Content starts
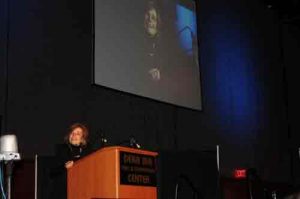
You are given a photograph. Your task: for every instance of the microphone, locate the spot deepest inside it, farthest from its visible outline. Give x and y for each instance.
(133, 143)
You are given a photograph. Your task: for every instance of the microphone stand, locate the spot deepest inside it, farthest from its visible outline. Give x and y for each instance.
(9, 169)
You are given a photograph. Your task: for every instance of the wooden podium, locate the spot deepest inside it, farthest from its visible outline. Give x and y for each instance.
(114, 172)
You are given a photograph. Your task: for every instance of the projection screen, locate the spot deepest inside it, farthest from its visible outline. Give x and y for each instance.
(148, 48)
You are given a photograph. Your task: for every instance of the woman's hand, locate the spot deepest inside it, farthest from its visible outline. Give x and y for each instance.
(69, 164)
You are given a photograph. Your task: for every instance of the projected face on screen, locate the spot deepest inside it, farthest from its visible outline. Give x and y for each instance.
(152, 20)
(148, 48)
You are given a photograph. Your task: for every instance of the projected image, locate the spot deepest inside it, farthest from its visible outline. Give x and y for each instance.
(148, 48)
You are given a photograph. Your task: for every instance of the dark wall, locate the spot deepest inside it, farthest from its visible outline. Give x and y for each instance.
(49, 86)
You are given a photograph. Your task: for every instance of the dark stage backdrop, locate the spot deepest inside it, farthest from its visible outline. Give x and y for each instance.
(49, 86)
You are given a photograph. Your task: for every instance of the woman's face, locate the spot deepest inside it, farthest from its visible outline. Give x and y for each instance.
(76, 136)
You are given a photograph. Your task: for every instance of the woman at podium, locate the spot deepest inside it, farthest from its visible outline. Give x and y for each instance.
(75, 146)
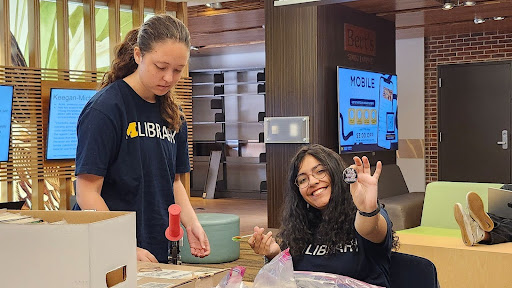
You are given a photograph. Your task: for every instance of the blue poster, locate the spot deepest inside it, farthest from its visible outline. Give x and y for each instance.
(65, 108)
(367, 103)
(6, 94)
Content ends
The problem ▸
Skip the pictures. Please copy exactly the lines from the one with "microphone stand, locate" through the final line of the material above, both ends included.

Answer to this problem ▸
You are given a photograph. Your task: for every instance of the microphone stand, locate the spot deepest inside it, farthest from its visible outline. Give x and y for each instance.
(9, 169)
You are given a photograph. Your task: for every instance of the wooden podium, locate the spot deepest inside it, farthest from its visible outline. Give x and y for each instance.
(114, 172)
You are given a photograph. Your task: for every instance of the projection screen, locate the spot deepest inside it, farthest from its visible outline. Give x and y for each instance.
(148, 48)
You are given a photograph. Your task: for every instance of the woman's hand, locate the spot deepest inside it, farthest from its visible outline. Give x and y for each instance.
(69, 164)
You are given a photograph. Your task: for every instance of the projected face on screen, locate the spot deepest inside it, farthest from its visible outline. Give x and y for each instance.
(152, 20)
(148, 48)
You are given a photograph. Your task: for every instance of the projected image, locate the spot deepest inside it, farthest from its visible outline. Give x and y for each instance.
(148, 48)
You are given a photograph. Your task: for every instance of the dark wall, locate the spot deepest inside it, farthest from its visible outline. Give x and y for each instance.
(49, 86)
You are given a photograph. Your task: for every instance of the dark stage backdrop, locate the spot deepest inside it, farthest from its visible outline. Give x and y for each instance.
(49, 86)
You are given a photograph. Your task: for every instance of the woman's face, locate the spot deepest inside it, farthest from its visible outline. Give x and y for each instance.
(76, 136)
You are given a photograph. Your task: for every instance of the woman at podium, locate the spot deepest inside it, farthest from its visible outline. Give x and y for each instance.
(75, 146)
You are given a photograph. Your task: for every instance of the blue poster, locate the spot deepest inside it, farthest from its visible outline. Give x and y for each instance.
(65, 108)
(367, 103)
(6, 94)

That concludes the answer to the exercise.